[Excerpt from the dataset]
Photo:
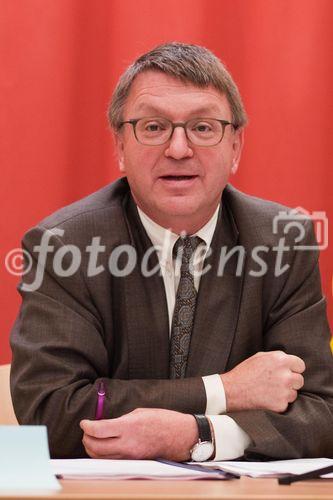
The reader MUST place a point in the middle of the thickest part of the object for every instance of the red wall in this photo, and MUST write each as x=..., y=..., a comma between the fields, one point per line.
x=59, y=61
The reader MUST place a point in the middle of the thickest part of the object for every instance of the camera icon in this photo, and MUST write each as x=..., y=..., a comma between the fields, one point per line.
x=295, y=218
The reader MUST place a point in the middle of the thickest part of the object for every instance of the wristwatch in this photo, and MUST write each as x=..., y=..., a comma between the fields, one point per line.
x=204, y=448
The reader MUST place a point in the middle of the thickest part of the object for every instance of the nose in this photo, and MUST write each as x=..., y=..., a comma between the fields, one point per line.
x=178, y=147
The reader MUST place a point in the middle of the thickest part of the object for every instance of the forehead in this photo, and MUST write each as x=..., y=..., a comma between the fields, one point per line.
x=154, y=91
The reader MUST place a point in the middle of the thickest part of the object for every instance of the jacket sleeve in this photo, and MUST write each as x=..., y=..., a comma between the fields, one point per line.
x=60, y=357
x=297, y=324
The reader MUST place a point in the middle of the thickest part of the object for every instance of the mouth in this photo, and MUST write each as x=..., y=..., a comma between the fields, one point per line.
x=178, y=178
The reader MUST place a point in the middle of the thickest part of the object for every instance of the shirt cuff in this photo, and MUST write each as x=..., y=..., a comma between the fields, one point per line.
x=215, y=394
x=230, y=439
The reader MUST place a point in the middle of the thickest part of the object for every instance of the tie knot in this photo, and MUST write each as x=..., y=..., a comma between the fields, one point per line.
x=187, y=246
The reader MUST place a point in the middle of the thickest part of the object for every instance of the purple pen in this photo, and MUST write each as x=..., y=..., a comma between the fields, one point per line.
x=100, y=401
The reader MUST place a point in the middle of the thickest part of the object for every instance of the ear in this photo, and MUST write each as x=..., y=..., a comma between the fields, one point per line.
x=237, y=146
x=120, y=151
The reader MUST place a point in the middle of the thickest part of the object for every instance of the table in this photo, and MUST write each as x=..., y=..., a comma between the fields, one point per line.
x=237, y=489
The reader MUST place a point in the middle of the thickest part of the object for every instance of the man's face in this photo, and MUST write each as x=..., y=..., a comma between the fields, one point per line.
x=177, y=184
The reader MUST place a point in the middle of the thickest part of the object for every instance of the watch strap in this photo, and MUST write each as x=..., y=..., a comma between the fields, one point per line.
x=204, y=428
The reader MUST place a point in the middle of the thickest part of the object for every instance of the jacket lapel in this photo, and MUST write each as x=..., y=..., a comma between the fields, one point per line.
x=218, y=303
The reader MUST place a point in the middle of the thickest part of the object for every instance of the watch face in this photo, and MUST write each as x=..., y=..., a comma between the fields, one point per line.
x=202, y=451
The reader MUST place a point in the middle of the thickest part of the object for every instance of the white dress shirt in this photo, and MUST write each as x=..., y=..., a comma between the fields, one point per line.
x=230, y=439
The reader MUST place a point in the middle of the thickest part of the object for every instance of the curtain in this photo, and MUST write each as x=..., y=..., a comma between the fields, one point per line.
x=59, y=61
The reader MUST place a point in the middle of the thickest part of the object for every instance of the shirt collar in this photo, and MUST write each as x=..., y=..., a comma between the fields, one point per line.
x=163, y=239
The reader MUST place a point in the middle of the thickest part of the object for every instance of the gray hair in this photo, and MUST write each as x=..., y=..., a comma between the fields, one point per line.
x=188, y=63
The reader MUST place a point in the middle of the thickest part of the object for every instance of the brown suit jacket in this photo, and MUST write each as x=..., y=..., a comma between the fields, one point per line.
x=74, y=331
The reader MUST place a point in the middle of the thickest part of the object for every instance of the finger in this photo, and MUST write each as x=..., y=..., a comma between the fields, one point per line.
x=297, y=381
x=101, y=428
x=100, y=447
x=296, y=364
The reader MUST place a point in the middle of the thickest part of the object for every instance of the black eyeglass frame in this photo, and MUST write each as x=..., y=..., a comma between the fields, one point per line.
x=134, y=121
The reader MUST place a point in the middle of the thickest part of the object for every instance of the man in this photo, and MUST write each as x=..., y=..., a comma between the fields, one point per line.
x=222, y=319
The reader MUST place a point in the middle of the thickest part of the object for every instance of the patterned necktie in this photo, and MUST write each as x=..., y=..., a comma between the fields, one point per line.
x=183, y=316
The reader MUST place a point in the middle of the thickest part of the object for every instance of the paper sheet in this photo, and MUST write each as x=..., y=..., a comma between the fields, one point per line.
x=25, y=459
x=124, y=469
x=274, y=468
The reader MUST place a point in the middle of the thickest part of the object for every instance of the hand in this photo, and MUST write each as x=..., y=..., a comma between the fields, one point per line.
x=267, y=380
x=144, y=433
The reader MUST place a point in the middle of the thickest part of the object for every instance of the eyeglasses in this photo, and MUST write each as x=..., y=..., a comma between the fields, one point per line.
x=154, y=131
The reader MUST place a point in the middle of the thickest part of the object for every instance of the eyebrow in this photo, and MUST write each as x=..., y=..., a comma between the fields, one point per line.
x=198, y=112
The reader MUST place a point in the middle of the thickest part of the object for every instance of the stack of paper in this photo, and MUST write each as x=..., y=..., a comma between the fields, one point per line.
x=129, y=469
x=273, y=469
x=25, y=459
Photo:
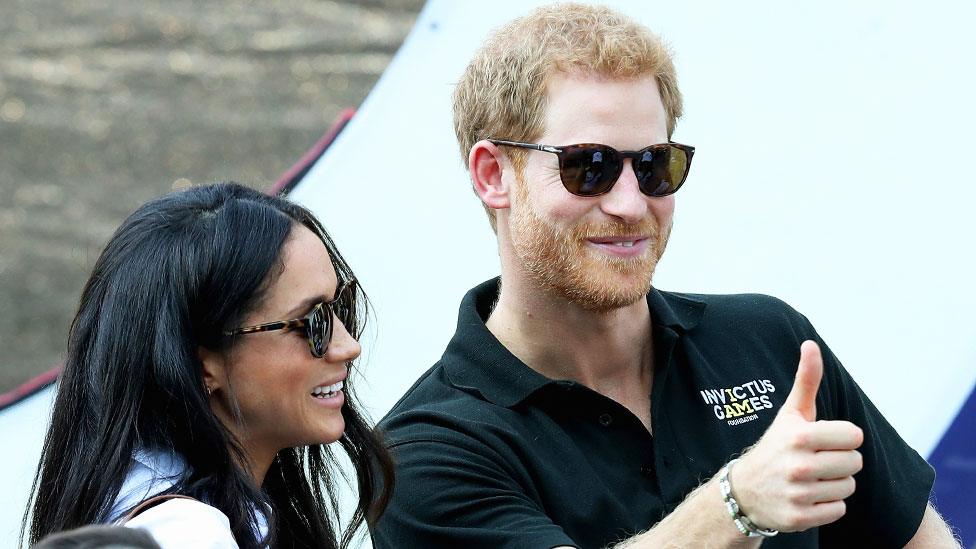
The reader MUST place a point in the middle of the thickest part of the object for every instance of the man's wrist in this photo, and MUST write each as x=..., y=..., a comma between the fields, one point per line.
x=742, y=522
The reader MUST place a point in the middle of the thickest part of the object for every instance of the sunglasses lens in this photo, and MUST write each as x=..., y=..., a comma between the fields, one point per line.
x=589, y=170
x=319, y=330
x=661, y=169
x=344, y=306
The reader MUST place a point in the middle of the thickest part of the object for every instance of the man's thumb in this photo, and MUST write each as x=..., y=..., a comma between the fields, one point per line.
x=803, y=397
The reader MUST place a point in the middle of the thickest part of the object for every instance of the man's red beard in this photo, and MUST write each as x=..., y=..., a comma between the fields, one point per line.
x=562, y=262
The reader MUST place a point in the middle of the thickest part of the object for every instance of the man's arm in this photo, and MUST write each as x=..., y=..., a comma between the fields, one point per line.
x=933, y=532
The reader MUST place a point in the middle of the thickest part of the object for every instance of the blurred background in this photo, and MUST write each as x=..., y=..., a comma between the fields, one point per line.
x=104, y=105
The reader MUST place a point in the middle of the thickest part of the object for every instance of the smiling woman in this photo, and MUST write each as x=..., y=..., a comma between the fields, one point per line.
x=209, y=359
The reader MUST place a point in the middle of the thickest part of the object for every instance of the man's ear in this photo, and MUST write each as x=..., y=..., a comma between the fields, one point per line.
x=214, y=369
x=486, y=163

- **WHAT IS ASKED**
Put each line of the entries above into a JSON list of strings, one string per line, with blank lines dropped and the pictures left out.

- **ANSWER TO THE TASK**
[
  "Photo:",
  "The reader MUST place a point in the middle of the thickest part of the object for every instance of the red wall in this photo, and MUST write each as x=..., y=..., a comma between the fields, one point per line.",
  "x=59, y=61",
  "The reader MUST place a point in the middle of the thickest part of the object for every instance of the camera icon in this photo, and MUST write each as x=..., y=..., a comma between the fields, one point per line.",
  "x=295, y=218",
  "The reader MUST place a point in the middle of the thickest part of the object for every instance of the wristwatch in this photo, and MUST write each as x=..., y=..., a comma between the fields, one point per line.",
  "x=204, y=448",
  "The reader MUST place a point in the middle of the thickest part of the object for every instance of the nose in this photo, and MUST write each as x=..., y=..., a comma between the fields, one point per line.",
  "x=178, y=147",
  "The reader MUST place a point in the middle of the thickest part of the object for every instance of the forehead in this photo, and MUST write each as x=..., y=..., a comma between the fields, one point per line.",
  "x=154, y=91",
  "The reader MUST place a point in the middle of the thickest part of the object for every instance of the jacket sleeve in this photo, and MUST write each as x=..., y=..., a comma between the fields, one point per line.",
  "x=60, y=357",
  "x=297, y=324",
  "The reader MUST place a point in the middle of the thickest part of the object for every instance of the mouth in this photo, and MUST write each as x=..., y=..., a comma between the fields, one point per line.",
  "x=178, y=178",
  "The reader MUST place a point in the middle of the thickest part of the object for every instance of the shirt cuff in this photo, and MUST write each as x=..., y=..., a comma between the fields, one point per line.",
  "x=215, y=394",
  "x=230, y=439",
  "The reader MUST place a point in the middle of the thickest part of the object for every instance of the tie knot in this photo, and MUST write each as x=..., y=..., a comma between the fields, one point per line.",
  "x=187, y=246",
  "The reader MUST place a point in the middle of the thickest part of the object for every instance of the purple pen in this photo, and MUST write each as x=..., y=..., a comma between the fields, one point per line.",
  "x=100, y=401",
  "The reader MUST place a point in the middle of the thickest part of the object for every instance of the ear in this photo, and MUST write each as x=..., y=..., a comma between the fields, one point per line.",
  "x=237, y=146",
  "x=120, y=151",
  "The reader MUST place a point in the middle of the thickest part of the object for every instance of the table in this photo, and MUST write each as x=..., y=..., a comma between the fields, one point per line.",
  "x=237, y=489",
  "The reader MUST place a point in the middle of the thickest part of the object for every instance of the man's face in this photo, and MUST write each as x=..., y=..., a comma between the fields, one point per line.",
  "x=177, y=184",
  "The reader MUST place a point in the middle of the thickest part of the object for every instance of the watch strap in this photo, and MUST write each as x=..., y=..., a comma between the fields, one point per line.",
  "x=204, y=428",
  "The reader MUST place a point in the middle of the thickest part of the object for every instance of the jacket lapel in this photo, and MUST write each as x=..., y=..., a comma between the fields, one point per line.",
  "x=218, y=303",
  "The reader MUST place a point in the middle of the thickest part of the object for every instance of the watch face in this photo, and MUST write each as x=..., y=..., a comma between the fields, one point per line.",
  "x=202, y=451",
  "The reader MUST place a point in the middle of the thickest part of the object for every instance of the white dress shirt in this photo, and MUST write each as x=..., y=..., a comma between the fields, one point per line.",
  "x=230, y=439",
  "The reader MUST place a point in the middle of the thickest part of the object for every instance of the curtain in this photo, and MUST write each as x=..., y=..., a comma between the fields, one point per line.",
  "x=59, y=61",
  "The reader MUST place a point in the middle of the thickest part of the object for every instance of the shirt collar in this photo, and MUST write each as x=..., y=..., a comma between the fields, one point per line.",
  "x=163, y=239",
  "The reader MUST place a point in the middle of the thickest part of the object for every instance of the gray hair in this photo, and MUST write each as x=..., y=..., a comma between the fields, one point per line.",
  "x=188, y=63",
  "The reader MUST place a point in the middle of the thickest part of the object for every instance of the brown suit jacket in this photo, and MUST write each as x=..., y=..., a comma between the fields, one point per line.",
  "x=74, y=331",
  "The reader MUST place a point in the middle of the thickest part of the object for every instance of the finger in this photo, and MUST write each as x=..., y=..., a comma between the fields, one point per line.",
  "x=297, y=381",
  "x=101, y=428",
  "x=100, y=447",
  "x=296, y=364",
  "The reader MUST place a point in the middle of the thickest part of the object for every instance of the black eyeglass frame in this photo, and MUST write each as x=..., y=..., a comma between the fields, one point per line.",
  "x=134, y=121",
  "The reader MUST place a point in the middle of the thickest part of the object for every instance of the man in this photo, and MUST write each as x=..., y=..., a comma between the fields, one point per line.",
  "x=222, y=319",
  "The reader MUST place a point in the middle of the thickest part of the object for every instance of the patterned necktie in this photo, and MUST write each as x=..., y=..., a comma between the fields, one point per line.",
  "x=183, y=316",
  "The reader MUST place a point in the middle of the thickest part of the object for every instance of the paper sheet in this photo, and MUST write each as x=..., y=..., a comma between the fields, one point per line.",
  "x=25, y=459",
  "x=124, y=469",
  "x=274, y=468",
  "The reader MUST place a point in the middle of the thickest part of the object for every instance of the hand in this photo, and MUST write each as x=..., y=..., a comma between the fields, one point per line.",
  "x=267, y=380",
  "x=144, y=433",
  "The reader MUST place a point in the middle of the thickest part of the object for every instance of the eyeglasses in this photo, and MUST write each as x=..., y=..., a comma between the fields, one point per line.",
  "x=154, y=131",
  "The reader MUST place a point in the middle of the thickest part of the object for every instance of the eyebrow in this photo, and MUST write each as x=..., y=..., a comma between the fields, one point per line.",
  "x=198, y=112",
  "The reader MUST place a point in the middle of the thickest part of the object for every instance of the stack of paper in this photo, and MUST write each as x=..., y=..., a comma between the fields, one point per line.",
  "x=129, y=469",
  "x=273, y=469",
  "x=25, y=459",
  "Photo:",
  "The reader MUST place a point in the middle of the thickest part of the object for every instance of the man's wrist in this photo, and MUST write each as x=..., y=..., a comma between the fields, one point per line.",
  "x=742, y=522",
  "The reader MUST place a point in the middle of the thickest part of the object for every instance of the sunglasses lens in this photo, and MUST write each as x=..., y=..., a comma between the fields, one point per line.",
  "x=589, y=170",
  "x=319, y=330",
  "x=661, y=169",
  "x=344, y=306",
  "The reader MUST place a point in the middle of the thickest part of the object for every instance of the man's thumb in this photo, and MUST write each as x=..., y=..., a comma between the fields, one point per line.",
  "x=803, y=397",
  "The reader MUST place a point in the middle of the thickest part of the object for every instance of the man's red beard in this photo, and MUST write each as x=..., y=..., a comma between the fields, one point per line.",
  "x=562, y=262",
  "The reader MUST place a point in the middle of the thickest part of the object for every instance of the man's arm in this photo, and MUST write each as x=..., y=..., a comma between the fields, one point per line.",
  "x=933, y=532",
  "The reader MUST place a point in the middle of the thickest part of the object for every instance of the blurred background in this photo, and MUST write each as x=..., y=..., a comma between the fields, one point per line.",
  "x=104, y=105",
  "The reader MUST place a point in the middle of the thickest part of the object for every instance of the smiling woman in this photo, and MUST write each as x=..., y=..., a comma between the fields, one point per line.",
  "x=209, y=359",
  "The reader MUST place a point in the middle of the thickest part of the object for every instance of the man's ear in this photo, and MUST write each as x=..., y=..., a comma between the fields, one point per line.",
  "x=214, y=369",
  "x=486, y=163"
]